┌──

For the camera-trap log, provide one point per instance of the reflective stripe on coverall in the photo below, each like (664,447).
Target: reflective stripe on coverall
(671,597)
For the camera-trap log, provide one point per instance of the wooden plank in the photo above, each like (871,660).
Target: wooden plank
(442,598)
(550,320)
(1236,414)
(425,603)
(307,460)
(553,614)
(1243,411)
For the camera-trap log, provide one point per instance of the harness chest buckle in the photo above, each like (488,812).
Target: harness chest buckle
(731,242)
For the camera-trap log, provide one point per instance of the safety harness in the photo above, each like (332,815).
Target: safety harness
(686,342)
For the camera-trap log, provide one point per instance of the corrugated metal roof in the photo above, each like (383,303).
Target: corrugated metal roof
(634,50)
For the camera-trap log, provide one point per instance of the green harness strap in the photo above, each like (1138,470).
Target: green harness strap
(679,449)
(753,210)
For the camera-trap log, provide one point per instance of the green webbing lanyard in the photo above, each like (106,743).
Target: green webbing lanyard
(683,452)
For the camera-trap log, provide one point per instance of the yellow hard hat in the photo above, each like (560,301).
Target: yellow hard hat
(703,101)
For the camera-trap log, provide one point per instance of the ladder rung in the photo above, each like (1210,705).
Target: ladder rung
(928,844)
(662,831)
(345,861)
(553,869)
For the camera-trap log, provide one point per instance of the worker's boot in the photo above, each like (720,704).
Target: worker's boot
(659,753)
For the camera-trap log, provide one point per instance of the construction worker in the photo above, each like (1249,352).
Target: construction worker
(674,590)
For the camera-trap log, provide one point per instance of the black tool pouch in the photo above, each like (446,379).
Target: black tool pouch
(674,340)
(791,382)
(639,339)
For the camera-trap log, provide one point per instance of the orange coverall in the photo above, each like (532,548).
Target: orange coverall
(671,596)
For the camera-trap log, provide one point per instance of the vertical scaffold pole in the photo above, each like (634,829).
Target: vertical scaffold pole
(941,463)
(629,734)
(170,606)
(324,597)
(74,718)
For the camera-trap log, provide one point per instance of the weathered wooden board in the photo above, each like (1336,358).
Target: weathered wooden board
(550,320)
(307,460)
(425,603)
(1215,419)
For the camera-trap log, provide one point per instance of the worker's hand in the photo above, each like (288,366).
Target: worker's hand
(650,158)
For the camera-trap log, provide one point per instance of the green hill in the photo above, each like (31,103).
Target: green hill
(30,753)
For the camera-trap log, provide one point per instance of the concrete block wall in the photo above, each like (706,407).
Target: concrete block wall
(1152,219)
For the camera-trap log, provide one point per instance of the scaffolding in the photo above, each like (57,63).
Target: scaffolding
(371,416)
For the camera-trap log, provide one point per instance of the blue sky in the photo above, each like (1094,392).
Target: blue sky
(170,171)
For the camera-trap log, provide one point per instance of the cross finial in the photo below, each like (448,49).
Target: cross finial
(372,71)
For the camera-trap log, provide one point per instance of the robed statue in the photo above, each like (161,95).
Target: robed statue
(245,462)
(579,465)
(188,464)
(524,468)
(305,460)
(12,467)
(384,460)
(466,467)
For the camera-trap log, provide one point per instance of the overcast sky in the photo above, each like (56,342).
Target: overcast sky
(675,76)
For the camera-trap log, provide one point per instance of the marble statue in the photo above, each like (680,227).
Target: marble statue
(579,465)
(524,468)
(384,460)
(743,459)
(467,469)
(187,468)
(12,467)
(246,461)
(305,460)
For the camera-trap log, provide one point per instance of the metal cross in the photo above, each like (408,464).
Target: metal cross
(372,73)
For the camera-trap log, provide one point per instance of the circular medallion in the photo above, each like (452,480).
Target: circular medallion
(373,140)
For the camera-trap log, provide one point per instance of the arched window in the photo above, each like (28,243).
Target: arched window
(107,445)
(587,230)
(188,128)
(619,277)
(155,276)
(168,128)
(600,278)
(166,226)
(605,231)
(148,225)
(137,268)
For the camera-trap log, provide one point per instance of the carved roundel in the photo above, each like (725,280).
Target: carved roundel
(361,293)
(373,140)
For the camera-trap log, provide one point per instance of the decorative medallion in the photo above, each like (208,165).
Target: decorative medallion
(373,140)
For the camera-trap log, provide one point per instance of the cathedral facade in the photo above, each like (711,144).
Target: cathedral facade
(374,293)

└──

What is required
Send back all of the entries exactly, with nothing missing.

Response for this exercise
For the camera-trap log, provide one point per instance of the reflective stripe on coverall in the photo below, each like (664,447).
Target: reflective stripe on coverall
(671,597)
For the camera-trap log, provide one point per instance of the wooden plank in the photo above, each like (871,660).
Target: wooden plank
(442,598)
(550,320)
(1236,414)
(425,603)
(307,460)
(553,614)
(1243,411)
For the camera-trap log, provide one point per instance of the harness chest buckle in the photo above, each like (488,812).
Target: harness chest buckle
(731,242)
For the camera-trap log, provide one point per instance of the safety harness in the photo above, each like (332,815).
Target: safety harness
(686,342)
For the camera-trap log, provide one point per instance of the corrugated metal roof in the photo above, each like (383,303).
Target: corrugated metal roof
(634,50)
For the camera-trap log, provide one point per instance of the green harness strap in the photo above, each like (1138,470).
Target: green harness strap
(679,449)
(753,210)
For the camera-trap log, provide one point per instance of the green webbing lanyard in the photo above, each like (106,743).
Target: green webbing lanyard
(683,452)
For the camera-trap log, provide one point per instance of the yellow hard hat in the photo above, each like (560,301).
Target: yellow hard hat
(703,101)
For the camera-trap log, provide one point per instance of the ladder rung in the photo above, each like (1210,705).
Target: ladder rung
(928,844)
(662,831)
(345,861)
(553,869)
For the camera-trap log, provide one point per instance of the worker's boot in the photo above, each like (720,704).
Target: worker's boot
(659,753)
For the camera-trap log, provide one point per instance of the construction worker in the photo above, each like (1249,352).
Target: construction worker
(674,590)
For the camera-trap log, provide one point per instance of the black tool pouch in the photo above, each like (446,379).
Target: black tool pouch
(674,340)
(791,382)
(639,339)
For the camera-trap log, provide one point per instance of the orange coverall in the photo above, each like (532,548).
Target: orange coverall
(671,596)
For the camera-trap log, provide one point per instance of the vertical scaffold pole in the photo above, each like (634,829).
Target: vertical scaffold pole
(941,463)
(629,734)
(170,606)
(324,597)
(74,718)
For the camera-trap log, provide one point per instance of the weathered wooden board in the photo above, each like (1336,358).
Target: weathered wooden board
(550,320)
(307,460)
(425,603)
(1215,419)
For the camera-trap log, provide one point per instance of the worker's hand in the photo above, each like (288,366).
Target: worker's hand
(650,158)
For the camera-trap log, provide one point per instance of the green hill in the photo above, each like (31,103).
Target: green hill
(30,753)
For the camera-trap log, provide one point per instance of the concrete block wall in the photo above, each like (706,407).
Target: concrete block wall
(1152,219)
For the camera-trap log, provide one point per instance of the scaffolding in the photo above, each like (57,63).
Target: scaffolding
(371,416)
For the camera-trap log, provide one point per instance of the blue sky in the photo above, each like (1094,392).
Target: blue sky
(170,171)
For the camera-trap log, provide one point per instance of the cross finial in the photo below, each like (448,49).
Target: cross finial
(372,71)
For the camera-trap log, provide one point per instance of the robed statue in the photo above, each like (161,95).
Target: robed statue
(245,462)
(579,465)
(188,464)
(524,468)
(305,460)
(12,467)
(384,460)
(466,467)
For the camera-trap log, provide one point per instance of the overcast sky in the photo above, each like (56,342).
Target: overcast sky
(675,76)
For the camera-trap log, provide one point per instance of the marble statue in the photo above, each like (680,227).
Target: marble statue
(579,465)
(524,468)
(384,460)
(743,459)
(467,469)
(187,468)
(12,467)
(246,461)
(305,460)
For the camera-trap log, provide one point per instance of the metal cross in the photo above, each like (408,464).
Target: metal cross
(372,73)
For the camera-trap log, provide one point per instance of the circular medallion in the photo above, each like (452,480).
Target: circular medallion
(373,140)
For the camera-trap log, provide one point per instance of the arched window in the photo above, each like (28,243).
Target: arched window
(107,445)
(587,230)
(188,128)
(619,277)
(155,276)
(168,128)
(600,278)
(166,226)
(605,231)
(148,225)
(137,268)
For the camera-trap log, provide one point per instance of the carved roundel in the photo above, each like (725,280).
Target: carved roundel
(361,293)
(373,140)
For the camera-trap log, provide one point per instance of the decorative medallion in the photo above, each like (208,165).
Target: decorative medallion
(373,140)
For the camera-trap log, provide one point per instance of the cathedral facade in the photo above, each like (711,144).
Target: cathedral facade
(374,293)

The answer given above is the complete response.